Requirement: When you find the line with "588L604 515L599 517L596" among the records below, reproduce it and each line after it exactly, ending with the line with "box: [80, 312, 110, 353]".

(Dataset entries)
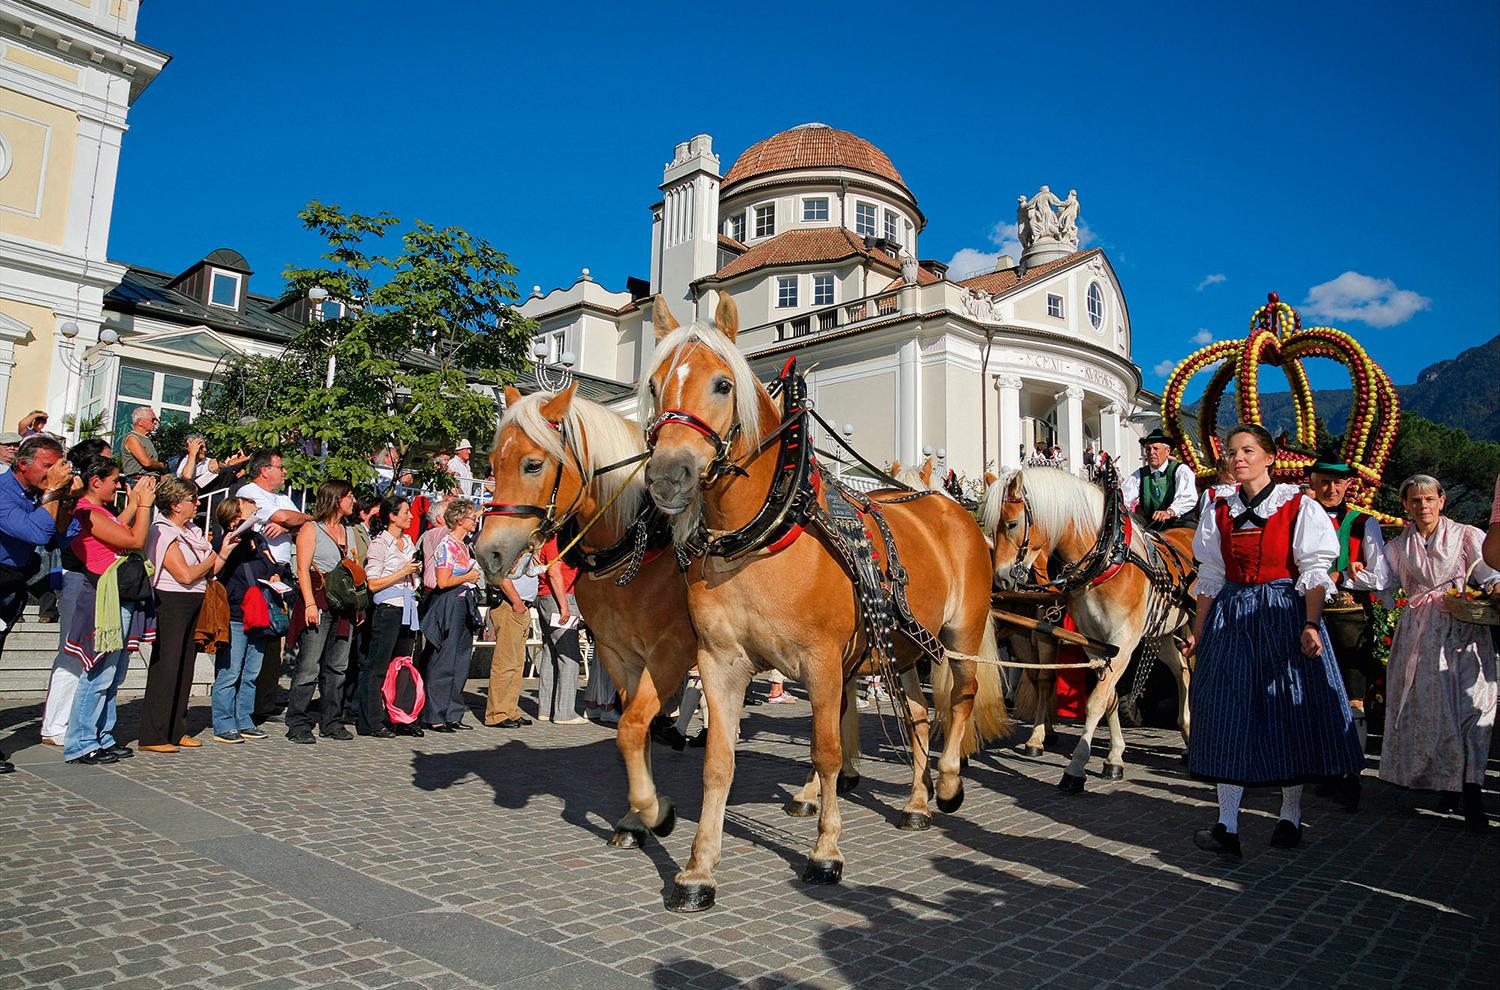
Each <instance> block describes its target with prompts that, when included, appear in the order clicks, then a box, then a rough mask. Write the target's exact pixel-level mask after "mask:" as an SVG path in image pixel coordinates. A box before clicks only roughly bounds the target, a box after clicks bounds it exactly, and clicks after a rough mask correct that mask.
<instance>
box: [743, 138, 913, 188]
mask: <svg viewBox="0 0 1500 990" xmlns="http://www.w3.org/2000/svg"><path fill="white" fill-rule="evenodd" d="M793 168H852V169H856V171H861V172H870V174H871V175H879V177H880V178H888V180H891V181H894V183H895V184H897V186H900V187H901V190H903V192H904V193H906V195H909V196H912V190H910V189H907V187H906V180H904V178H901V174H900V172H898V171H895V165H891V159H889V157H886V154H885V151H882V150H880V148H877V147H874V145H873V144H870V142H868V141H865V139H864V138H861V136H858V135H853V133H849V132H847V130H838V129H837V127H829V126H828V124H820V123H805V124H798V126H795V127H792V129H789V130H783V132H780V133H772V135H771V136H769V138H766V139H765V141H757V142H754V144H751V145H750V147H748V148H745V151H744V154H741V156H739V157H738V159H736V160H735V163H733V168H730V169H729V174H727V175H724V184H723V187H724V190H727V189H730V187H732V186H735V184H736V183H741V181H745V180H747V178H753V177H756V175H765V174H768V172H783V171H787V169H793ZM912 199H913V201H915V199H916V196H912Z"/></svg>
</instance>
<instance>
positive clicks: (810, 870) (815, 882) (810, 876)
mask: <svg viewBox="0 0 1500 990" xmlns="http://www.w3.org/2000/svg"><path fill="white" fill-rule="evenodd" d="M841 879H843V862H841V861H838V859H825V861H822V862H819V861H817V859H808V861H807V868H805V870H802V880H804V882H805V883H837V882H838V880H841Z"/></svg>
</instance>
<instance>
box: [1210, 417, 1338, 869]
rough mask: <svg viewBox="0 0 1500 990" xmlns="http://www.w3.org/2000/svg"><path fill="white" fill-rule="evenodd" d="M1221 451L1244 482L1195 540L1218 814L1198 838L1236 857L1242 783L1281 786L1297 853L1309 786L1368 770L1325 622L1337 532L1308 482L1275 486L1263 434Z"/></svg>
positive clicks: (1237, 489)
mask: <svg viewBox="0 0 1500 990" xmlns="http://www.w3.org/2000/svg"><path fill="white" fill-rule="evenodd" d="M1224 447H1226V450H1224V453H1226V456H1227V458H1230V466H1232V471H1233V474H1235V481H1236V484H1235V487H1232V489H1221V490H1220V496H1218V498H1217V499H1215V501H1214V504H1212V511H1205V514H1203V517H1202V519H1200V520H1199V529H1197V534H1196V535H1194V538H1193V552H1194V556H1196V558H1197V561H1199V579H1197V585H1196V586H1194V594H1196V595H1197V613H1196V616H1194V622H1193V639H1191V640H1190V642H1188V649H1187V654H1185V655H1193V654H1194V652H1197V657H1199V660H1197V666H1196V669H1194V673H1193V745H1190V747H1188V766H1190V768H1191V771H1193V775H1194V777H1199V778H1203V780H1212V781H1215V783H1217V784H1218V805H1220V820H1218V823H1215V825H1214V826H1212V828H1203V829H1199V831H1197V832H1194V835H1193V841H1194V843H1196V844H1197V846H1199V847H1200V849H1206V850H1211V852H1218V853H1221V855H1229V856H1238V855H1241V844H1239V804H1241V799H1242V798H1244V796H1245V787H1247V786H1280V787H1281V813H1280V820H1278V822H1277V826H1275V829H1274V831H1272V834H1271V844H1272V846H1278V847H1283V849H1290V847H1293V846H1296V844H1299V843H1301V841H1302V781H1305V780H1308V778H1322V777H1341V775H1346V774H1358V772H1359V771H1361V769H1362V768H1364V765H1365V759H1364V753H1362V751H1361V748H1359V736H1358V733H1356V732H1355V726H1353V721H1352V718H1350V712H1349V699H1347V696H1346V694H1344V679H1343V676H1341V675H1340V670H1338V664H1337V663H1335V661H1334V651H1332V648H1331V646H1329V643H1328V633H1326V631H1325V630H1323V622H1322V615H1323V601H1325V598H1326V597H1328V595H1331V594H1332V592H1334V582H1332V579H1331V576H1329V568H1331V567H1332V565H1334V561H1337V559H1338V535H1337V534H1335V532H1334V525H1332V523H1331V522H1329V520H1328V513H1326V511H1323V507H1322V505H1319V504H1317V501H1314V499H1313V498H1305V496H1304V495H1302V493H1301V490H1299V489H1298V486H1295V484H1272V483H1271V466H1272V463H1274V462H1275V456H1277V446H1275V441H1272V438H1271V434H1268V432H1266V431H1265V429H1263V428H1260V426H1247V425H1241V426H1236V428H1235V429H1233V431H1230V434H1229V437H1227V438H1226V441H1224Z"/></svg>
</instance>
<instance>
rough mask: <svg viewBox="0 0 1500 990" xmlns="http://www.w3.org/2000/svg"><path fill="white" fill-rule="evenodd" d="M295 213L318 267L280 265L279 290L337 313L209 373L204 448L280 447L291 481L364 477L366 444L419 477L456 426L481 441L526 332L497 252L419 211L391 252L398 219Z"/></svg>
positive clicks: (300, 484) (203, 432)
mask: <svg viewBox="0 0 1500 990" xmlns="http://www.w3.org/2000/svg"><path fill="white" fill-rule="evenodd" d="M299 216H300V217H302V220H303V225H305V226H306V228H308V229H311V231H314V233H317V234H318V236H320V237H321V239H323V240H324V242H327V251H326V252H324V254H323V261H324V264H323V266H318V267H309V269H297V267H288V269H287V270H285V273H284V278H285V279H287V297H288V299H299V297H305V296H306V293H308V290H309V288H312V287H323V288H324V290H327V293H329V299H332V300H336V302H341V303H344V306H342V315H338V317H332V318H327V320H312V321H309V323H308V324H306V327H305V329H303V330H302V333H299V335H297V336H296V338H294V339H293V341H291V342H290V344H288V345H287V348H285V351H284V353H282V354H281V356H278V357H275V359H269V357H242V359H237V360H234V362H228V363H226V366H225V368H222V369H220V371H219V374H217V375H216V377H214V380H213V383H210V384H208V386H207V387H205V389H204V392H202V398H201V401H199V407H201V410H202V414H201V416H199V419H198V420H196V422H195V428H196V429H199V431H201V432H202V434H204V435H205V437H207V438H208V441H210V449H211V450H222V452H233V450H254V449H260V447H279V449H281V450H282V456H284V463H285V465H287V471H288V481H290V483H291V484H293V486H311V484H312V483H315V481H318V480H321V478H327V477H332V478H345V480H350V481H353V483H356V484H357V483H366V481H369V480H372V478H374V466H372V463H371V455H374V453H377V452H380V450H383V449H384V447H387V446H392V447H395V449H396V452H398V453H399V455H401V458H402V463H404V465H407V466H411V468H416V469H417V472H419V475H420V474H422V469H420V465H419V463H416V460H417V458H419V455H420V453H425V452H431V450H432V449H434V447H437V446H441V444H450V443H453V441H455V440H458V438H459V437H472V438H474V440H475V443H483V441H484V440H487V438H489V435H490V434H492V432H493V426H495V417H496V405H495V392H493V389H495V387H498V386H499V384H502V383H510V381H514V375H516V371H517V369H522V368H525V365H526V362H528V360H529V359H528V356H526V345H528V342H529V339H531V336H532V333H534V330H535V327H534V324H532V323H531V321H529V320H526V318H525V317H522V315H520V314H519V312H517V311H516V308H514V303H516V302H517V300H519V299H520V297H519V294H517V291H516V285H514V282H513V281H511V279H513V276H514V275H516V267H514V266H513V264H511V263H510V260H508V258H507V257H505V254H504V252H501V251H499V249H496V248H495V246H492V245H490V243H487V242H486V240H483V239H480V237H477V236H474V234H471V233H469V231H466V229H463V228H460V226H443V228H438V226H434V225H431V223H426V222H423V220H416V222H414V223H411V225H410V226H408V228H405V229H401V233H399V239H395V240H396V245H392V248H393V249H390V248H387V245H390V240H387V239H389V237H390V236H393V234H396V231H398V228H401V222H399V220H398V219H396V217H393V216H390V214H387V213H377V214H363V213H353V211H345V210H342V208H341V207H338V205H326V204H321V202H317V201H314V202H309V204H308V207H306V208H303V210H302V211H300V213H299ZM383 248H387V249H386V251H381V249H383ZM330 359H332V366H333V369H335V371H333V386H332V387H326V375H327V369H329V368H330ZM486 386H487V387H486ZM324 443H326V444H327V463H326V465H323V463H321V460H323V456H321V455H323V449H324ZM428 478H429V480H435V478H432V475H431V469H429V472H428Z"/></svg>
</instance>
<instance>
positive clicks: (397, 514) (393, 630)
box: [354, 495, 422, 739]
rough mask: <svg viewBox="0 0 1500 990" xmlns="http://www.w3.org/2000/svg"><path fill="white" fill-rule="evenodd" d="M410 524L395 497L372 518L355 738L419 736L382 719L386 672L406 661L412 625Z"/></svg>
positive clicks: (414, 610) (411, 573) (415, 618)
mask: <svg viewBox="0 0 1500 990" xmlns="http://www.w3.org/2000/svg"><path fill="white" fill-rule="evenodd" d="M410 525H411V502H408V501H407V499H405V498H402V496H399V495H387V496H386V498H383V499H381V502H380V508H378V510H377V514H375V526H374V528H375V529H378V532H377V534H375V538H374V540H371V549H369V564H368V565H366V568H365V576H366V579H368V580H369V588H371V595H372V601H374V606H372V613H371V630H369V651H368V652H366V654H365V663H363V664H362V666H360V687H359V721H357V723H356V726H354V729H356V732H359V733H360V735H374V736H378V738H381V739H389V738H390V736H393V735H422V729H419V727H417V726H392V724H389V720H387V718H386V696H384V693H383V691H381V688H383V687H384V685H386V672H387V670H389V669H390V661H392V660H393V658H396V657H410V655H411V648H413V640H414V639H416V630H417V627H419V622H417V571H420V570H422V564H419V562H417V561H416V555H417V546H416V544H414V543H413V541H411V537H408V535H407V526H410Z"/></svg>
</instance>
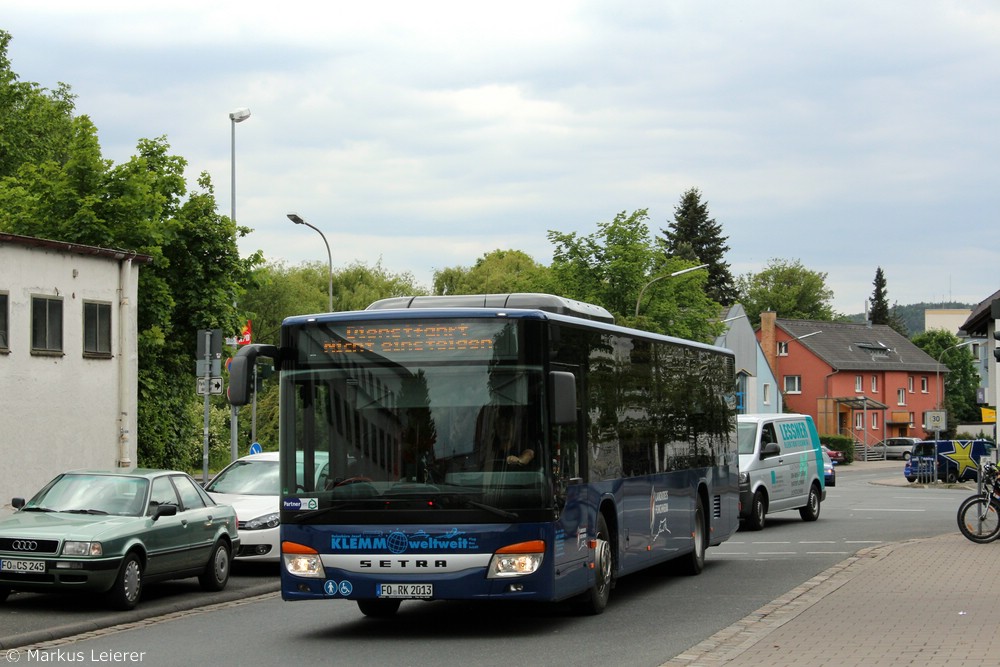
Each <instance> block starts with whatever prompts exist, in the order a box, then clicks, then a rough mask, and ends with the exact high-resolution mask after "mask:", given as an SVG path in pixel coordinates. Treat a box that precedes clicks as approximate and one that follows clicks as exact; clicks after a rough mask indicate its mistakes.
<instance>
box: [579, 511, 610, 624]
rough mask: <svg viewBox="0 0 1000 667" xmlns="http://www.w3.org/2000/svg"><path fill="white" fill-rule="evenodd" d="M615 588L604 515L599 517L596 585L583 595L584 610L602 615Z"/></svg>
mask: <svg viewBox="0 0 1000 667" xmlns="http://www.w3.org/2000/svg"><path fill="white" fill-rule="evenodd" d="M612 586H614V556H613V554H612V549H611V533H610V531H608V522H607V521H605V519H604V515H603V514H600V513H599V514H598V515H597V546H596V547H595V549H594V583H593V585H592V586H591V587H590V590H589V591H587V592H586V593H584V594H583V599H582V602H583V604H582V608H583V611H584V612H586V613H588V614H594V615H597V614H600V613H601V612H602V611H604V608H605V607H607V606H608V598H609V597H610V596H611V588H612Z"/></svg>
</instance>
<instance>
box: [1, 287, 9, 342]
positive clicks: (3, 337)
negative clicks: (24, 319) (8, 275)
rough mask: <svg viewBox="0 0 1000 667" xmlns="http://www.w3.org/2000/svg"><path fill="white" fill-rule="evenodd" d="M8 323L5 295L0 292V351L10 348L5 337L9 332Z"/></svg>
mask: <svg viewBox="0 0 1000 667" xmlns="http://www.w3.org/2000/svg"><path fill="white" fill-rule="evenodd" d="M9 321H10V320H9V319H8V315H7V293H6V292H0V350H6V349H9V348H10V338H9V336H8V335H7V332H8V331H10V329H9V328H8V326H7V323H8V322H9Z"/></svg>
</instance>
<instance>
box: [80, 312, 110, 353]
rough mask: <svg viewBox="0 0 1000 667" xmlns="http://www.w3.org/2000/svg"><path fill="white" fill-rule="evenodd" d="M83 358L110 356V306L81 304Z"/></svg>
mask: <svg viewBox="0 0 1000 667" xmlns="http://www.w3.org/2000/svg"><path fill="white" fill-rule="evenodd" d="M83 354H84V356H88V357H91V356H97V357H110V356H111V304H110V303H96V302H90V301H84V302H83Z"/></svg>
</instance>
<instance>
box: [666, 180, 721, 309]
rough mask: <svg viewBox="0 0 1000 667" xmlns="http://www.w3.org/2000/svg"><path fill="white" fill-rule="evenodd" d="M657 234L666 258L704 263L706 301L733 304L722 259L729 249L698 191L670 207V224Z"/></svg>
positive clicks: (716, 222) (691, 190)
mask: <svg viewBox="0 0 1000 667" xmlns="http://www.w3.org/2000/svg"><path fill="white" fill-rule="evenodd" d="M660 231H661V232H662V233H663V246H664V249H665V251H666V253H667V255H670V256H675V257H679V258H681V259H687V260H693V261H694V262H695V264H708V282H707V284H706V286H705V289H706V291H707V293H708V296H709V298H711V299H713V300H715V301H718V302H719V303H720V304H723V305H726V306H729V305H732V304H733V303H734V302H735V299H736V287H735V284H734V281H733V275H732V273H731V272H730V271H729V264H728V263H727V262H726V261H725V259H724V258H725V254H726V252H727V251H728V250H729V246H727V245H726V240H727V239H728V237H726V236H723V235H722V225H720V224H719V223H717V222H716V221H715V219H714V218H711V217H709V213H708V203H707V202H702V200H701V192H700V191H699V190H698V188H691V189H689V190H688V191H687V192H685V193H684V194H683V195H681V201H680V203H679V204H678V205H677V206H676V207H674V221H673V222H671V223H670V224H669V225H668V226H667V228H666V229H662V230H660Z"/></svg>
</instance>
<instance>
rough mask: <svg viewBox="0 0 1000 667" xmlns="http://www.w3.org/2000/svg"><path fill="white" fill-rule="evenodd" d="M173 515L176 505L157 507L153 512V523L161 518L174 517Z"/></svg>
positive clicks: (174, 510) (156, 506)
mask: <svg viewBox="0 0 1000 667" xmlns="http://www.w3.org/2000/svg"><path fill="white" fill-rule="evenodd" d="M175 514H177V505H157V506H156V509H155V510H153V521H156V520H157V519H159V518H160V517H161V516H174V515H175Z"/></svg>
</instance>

Written reply:
rough mask: <svg viewBox="0 0 1000 667" xmlns="http://www.w3.org/2000/svg"><path fill="white" fill-rule="evenodd" d="M615 588L604 515L599 517L596 585L583 595L584 610L602 615Z"/></svg>
mask: <svg viewBox="0 0 1000 667" xmlns="http://www.w3.org/2000/svg"><path fill="white" fill-rule="evenodd" d="M612 586H614V556H613V554H612V549H611V533H610V531H608V522H607V521H605V519H604V515H603V514H600V513H599V514H598V515H597V546H596V547H595V549H594V583H593V585H592V586H591V587H590V590H589V591H587V592H586V593H584V594H583V599H582V602H583V604H582V608H583V611H584V612H586V613H588V614H594V615H597V614H600V613H601V612H602V611H604V608H605V607H607V606H608V598H609V597H610V596H611V588H612Z"/></svg>
</instance>
<instance>
box: [1, 287, 9, 342]
positive clicks: (3, 337)
negative clicks: (24, 319) (8, 275)
rough mask: <svg viewBox="0 0 1000 667" xmlns="http://www.w3.org/2000/svg"><path fill="white" fill-rule="evenodd" d="M8 323L5 295L0 292V351L10 348L5 337L9 332Z"/></svg>
mask: <svg viewBox="0 0 1000 667" xmlns="http://www.w3.org/2000/svg"><path fill="white" fill-rule="evenodd" d="M9 321H10V320H9V319H8V315H7V293H6V292H0V350H6V349H9V348H10V338H9V336H8V335H7V332H8V331H10V329H9V328H8V326H7V323H8V322H9Z"/></svg>
</instance>
<instance>
box: [80, 312, 110, 353]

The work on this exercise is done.